■ **About this task**:
Write out the entries again exactly as they are given.

■ **Provided material**:
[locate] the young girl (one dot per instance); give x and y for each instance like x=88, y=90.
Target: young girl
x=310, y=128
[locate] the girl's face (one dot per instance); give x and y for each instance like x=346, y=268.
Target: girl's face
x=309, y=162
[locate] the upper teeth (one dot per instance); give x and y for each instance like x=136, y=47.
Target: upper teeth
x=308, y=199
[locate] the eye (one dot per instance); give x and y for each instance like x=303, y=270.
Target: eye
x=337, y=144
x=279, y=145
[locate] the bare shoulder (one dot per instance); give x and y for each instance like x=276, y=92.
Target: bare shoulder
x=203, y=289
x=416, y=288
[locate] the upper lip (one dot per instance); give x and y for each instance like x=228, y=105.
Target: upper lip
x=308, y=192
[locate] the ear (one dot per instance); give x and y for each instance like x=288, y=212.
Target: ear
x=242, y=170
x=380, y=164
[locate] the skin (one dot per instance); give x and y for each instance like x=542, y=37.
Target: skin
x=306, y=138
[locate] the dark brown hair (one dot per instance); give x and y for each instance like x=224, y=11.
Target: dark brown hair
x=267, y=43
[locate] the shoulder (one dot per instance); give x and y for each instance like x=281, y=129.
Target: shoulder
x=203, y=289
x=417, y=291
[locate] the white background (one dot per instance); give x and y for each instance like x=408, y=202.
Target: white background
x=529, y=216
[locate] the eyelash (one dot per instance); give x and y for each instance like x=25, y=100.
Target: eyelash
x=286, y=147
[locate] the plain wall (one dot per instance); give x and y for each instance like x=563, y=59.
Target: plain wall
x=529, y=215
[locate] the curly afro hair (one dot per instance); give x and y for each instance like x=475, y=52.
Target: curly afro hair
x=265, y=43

■ **Answer to the exercise**:
[locate] the young girl (one dot per instance); give x and y for each instance like x=88, y=90.
Target: young girl
x=310, y=128
[locate] the girl's face (one dot per instance); give x and y for each instance like x=346, y=268.
Target: girl's face
x=309, y=162
[locate] the upper teeth (one dot per instance); give x and y for each instance like x=136, y=47.
Target: upper teeth
x=308, y=199
[locate] the eye (one dot per instance); give x and y for each instance like x=303, y=270.
Target: eye
x=337, y=144
x=279, y=145
[locate] the bare shoulder (one dot per instance); give x and y for each instance like x=276, y=92.
Target: bare shoulder
x=203, y=289
x=416, y=288
[locate] the upper lip (one dot per instance); give x and y for each instance like x=228, y=105.
Target: upper lip
x=308, y=192
[locate] the ear (one dot per instance); give x and y for each instance like x=288, y=212.
Target: ear
x=242, y=170
x=380, y=164
[locate] the skin (one dot per instance); give x and y for each instance like x=542, y=37.
Target: skin
x=306, y=138
[locate] the dark brown hair (one dot per instance); give x and y for each instance like x=224, y=11.
Target: dark brown hair
x=267, y=43
[locate] the shoulder (one dot per instance); give x and y for each instance like x=281, y=129.
Target: shoulder
x=203, y=289
x=417, y=291
[locate] the white background (one dot per instance); give x and y for each instance like x=408, y=202.
Target: white background
x=529, y=216
[locate] the eyelash (one dot per instance); give x and y for each instance like x=25, y=100.
Target: eyelash
x=286, y=147
[locate] the plain wall (one dot per instance); give x and y for each instance like x=563, y=59.
Target: plain wall
x=529, y=215
[locate] the curly afro hair (one dot per instance); give x and y for each instance like x=475, y=52.
Target: curly afro hair
x=265, y=43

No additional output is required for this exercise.